**WORK REQUEST:** In the interview excerpt, over what period does Fish say there could possibly be a renaissance in semiconductors?

Fish: Yes. They are augmenting their business. So, they are still in the product business, but they are able to create even a sub segment of their business that is highly recurring, and hence, investors generally put a higher multiple on those types of businesses.
McLuskey: That’s interesting. And what about other aspects of the industrial space? Agriculture seems to be something that seems to be getting a lot of focus with smart devices.
Fish: Yes, it is. And this is an area where if you just think about real benefits to society and we think about the ability to more sustainably grow agriculture, the ability to more efficiently use water in the agricultural process and produce more agriculture without waste, the idea of integrating in IoT devices into weather data, in combination with algorithms to help predict changes in soil composition or the amount of water and what that impact is going to have and be able to monitor most importantly in real-time and make adjustments is the big difference today than say how we would have done this 10 years ago. So, those are definitely areas that, you know, there are real tangible benefits to society in areas like agriculture.
McLuskey: So, how close are we to the stage where within the industrial arena you can have these devices not just getting the data, sending it to the client for analysis, and that data coming back so that they can take an action? Are they behaving autonomously? Is this all being done without human interaction?
Fish: Not entirely yet, but we are right on the cusp of that. So, there are some edge cases, but that is where we are at. That is where we are at right now.
McLuskey: So, for you as an investor, what does this mean? Presumably this is a decades-long trend. What are you looking for?
Fish: It’s exciting. And to your last question, is it happening now, we feel like we are right on the cusp of it starting to happen. And I think there are a couple of ways that we think about just the amount of content that is going to be required from a semiconductor level into these edge devices. We almost view it as a renaissance in semiconductors possibly over the next decade relative to what we have seen over the prior 10 years, just given the proliferation of these applications. As we talked about this idea of the densification of the network as well in small cells and thinking about the telecom infrastructure needed to support 5G through like the tower providers, for example. And then clearly, the large cloud platforms that are actually going to have to continue to scale to support the significant amounts of data that are going to be required to be processed and pushed back and forth. So, that is the way we think about it. It comes back to what I mentioned before. We sort of have four mega-themes that are all coming together at once and intersecting and making all this possible.
McLuskey: That is a fine point to end on, Denny. Thanks for your time. And we will just wrap up by saying this really has been a fascinating look into what certainly looks like being an inevitable part of the digital revolution going forward.
Fish: Yes. Great. Thanks for having me. I appreciate it.
Technology industries can be significantly affected by obsolescence of existing technology, short product cycles, falling prices and profits, competition from new market entrants, and general economic conditions. A concentrated investment in a single industry could be more volatile than the performance of less concentrated investments and the market as a whole.

(Stored dataset items)
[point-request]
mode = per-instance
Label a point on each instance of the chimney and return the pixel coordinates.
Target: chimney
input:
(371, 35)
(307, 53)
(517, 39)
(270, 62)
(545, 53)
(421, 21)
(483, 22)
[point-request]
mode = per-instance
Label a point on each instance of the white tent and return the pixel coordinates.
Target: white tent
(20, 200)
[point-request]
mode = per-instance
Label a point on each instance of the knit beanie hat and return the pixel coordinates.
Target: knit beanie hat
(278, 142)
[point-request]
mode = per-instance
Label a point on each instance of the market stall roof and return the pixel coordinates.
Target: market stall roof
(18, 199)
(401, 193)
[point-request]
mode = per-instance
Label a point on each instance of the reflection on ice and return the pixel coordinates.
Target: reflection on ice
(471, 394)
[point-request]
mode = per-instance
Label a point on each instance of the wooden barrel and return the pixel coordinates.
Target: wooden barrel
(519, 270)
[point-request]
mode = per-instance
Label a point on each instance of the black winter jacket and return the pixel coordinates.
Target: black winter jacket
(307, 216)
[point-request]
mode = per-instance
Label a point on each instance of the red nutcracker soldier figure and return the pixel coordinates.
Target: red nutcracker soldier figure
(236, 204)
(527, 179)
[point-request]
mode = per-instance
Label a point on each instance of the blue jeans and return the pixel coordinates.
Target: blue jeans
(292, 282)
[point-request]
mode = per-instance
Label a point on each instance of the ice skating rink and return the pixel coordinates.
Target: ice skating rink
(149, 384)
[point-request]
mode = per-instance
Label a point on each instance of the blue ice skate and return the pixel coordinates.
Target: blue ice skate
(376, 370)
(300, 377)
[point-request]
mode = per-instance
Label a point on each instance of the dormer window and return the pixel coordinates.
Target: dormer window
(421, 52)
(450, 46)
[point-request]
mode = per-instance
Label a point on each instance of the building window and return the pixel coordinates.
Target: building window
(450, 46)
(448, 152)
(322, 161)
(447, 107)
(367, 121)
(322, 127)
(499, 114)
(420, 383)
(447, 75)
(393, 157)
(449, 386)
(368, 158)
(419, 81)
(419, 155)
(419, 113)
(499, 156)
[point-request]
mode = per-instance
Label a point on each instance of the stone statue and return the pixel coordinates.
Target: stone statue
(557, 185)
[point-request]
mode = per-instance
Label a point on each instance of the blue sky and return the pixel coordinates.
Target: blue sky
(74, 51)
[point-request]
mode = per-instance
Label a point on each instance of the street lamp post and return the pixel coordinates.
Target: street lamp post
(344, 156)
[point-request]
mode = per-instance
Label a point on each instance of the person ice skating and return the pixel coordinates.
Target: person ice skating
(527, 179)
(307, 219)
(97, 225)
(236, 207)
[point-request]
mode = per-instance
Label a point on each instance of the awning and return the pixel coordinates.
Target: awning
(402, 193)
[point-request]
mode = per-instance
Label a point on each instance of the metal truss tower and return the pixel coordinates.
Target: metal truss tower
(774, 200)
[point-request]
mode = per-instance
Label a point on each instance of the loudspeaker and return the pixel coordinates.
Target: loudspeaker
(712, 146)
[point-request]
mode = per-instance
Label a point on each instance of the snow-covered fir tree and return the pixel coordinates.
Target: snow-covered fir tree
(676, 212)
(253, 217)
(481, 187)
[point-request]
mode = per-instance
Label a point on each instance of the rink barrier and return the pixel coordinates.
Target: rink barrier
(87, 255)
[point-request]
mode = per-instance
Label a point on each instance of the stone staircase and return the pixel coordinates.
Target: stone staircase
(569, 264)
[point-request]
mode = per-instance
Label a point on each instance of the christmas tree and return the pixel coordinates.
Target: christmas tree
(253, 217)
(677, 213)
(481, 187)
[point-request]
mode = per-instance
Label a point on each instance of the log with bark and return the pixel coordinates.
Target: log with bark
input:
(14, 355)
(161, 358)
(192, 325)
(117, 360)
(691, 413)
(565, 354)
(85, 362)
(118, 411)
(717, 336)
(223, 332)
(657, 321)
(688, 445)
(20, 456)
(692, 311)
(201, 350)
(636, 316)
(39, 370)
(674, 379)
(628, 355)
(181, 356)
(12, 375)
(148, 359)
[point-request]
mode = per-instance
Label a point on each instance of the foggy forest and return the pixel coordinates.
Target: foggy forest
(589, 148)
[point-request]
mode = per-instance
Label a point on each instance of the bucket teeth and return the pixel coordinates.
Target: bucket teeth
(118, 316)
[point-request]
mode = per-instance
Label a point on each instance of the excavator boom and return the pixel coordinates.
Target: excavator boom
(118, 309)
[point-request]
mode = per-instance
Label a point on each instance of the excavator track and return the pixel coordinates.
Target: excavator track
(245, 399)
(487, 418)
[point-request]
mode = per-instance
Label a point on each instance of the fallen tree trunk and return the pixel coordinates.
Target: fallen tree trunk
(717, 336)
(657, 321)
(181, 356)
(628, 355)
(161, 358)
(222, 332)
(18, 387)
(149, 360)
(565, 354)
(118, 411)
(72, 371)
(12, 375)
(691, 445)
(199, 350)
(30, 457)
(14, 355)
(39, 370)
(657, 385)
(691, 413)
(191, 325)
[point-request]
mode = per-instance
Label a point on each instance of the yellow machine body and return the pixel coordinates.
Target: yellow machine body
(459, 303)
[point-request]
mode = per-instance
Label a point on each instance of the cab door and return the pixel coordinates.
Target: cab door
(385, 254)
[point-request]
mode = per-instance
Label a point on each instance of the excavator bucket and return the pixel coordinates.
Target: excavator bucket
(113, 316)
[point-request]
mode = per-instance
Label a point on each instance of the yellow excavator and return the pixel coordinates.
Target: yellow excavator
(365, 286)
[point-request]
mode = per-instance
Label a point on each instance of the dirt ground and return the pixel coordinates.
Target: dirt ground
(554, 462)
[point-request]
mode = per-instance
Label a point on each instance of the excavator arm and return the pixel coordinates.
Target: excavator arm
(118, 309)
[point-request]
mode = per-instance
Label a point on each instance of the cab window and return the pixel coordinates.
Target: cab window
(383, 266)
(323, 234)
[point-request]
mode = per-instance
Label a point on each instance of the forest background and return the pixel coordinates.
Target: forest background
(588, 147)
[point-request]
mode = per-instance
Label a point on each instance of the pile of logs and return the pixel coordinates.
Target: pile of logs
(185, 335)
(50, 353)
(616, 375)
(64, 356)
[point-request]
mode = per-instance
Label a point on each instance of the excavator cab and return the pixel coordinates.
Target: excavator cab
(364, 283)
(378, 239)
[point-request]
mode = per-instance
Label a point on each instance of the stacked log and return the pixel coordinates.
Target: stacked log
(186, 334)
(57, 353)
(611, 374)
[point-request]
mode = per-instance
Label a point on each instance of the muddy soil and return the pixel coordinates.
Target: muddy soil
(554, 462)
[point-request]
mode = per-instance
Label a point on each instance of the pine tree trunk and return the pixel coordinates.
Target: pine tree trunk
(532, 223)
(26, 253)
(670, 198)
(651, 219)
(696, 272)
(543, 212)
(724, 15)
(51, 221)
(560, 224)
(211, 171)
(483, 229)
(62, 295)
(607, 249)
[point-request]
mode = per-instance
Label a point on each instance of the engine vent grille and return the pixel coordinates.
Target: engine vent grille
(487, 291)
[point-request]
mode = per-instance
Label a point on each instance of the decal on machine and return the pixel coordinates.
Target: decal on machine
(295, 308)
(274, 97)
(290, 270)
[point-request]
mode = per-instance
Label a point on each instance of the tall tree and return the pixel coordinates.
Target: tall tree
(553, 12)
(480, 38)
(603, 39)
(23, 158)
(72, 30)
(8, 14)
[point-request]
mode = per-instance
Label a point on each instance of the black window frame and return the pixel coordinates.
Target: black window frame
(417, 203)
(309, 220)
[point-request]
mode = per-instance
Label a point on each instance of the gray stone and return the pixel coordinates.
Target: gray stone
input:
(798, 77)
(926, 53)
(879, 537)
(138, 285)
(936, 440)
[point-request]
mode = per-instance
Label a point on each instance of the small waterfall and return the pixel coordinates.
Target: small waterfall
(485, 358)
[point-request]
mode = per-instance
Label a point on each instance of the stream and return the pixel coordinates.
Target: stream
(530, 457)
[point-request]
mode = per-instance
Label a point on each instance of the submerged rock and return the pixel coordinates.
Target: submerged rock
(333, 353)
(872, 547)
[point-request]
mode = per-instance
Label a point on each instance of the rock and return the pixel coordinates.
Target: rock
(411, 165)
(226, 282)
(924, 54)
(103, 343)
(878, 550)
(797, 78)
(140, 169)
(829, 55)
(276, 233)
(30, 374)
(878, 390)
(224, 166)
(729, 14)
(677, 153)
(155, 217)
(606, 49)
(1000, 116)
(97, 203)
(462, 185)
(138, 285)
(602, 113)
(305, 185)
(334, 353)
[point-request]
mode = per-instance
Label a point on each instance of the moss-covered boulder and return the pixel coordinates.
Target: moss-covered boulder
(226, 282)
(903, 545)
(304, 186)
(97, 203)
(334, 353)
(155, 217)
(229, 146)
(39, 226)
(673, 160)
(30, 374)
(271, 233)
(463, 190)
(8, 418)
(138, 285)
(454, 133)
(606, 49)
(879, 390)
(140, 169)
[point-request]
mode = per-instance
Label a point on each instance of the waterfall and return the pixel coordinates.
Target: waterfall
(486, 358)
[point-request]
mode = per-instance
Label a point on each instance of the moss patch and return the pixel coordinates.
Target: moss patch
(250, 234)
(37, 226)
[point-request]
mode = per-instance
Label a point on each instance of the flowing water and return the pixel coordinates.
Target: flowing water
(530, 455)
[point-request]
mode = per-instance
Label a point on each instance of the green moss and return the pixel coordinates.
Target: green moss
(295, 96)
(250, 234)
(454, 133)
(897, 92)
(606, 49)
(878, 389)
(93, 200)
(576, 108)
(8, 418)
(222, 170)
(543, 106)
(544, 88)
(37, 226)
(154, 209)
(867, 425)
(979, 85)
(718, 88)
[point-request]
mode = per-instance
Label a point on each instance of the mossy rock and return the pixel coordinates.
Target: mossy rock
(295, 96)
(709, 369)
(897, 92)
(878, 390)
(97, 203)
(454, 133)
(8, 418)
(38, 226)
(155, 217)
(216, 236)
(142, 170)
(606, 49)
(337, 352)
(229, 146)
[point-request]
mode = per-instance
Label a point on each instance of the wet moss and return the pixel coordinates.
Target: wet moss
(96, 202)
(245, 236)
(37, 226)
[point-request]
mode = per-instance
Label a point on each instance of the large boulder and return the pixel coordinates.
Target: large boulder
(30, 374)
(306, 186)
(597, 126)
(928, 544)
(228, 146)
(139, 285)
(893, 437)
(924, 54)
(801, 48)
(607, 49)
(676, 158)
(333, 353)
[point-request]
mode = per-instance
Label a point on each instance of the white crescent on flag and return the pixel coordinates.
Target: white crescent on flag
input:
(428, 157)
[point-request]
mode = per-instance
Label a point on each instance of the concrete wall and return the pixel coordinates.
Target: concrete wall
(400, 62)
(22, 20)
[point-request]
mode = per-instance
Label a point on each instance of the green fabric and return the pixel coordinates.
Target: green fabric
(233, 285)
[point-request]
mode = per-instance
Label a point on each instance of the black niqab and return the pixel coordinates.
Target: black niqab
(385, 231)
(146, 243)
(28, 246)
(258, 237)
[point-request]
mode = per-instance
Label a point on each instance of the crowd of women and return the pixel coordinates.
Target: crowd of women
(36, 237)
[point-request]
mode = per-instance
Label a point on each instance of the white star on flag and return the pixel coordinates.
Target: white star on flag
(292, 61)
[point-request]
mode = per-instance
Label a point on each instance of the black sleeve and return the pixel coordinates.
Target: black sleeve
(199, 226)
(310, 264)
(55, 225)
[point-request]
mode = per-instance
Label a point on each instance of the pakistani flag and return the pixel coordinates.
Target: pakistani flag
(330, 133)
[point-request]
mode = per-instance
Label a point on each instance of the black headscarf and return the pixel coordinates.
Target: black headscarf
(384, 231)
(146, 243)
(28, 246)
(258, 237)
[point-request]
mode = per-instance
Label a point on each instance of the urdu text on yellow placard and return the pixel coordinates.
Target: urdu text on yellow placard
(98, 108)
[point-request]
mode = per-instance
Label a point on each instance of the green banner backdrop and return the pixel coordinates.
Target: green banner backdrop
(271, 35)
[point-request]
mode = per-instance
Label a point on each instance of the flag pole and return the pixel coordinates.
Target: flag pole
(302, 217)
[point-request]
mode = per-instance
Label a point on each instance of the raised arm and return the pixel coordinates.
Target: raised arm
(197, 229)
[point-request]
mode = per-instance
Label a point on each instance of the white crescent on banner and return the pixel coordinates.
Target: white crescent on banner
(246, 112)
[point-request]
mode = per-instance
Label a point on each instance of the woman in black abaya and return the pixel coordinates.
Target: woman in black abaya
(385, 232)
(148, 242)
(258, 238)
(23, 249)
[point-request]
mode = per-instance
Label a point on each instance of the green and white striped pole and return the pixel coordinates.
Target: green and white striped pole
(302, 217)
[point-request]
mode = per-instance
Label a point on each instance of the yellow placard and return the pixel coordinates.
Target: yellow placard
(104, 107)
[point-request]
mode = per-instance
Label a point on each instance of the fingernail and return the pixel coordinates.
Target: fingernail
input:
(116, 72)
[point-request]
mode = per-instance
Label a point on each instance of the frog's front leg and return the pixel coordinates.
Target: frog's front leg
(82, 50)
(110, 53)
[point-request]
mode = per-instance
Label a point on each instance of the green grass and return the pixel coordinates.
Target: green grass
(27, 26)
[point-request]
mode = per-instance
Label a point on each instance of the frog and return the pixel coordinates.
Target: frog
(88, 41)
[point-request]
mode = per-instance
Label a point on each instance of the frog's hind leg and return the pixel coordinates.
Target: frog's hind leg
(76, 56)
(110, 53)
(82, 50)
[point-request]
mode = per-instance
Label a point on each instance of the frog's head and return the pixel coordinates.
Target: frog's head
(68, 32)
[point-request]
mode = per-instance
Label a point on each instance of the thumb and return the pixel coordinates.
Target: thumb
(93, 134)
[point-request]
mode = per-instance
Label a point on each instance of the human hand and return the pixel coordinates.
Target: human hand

**YOUR RESPONSE:** Over the next decade.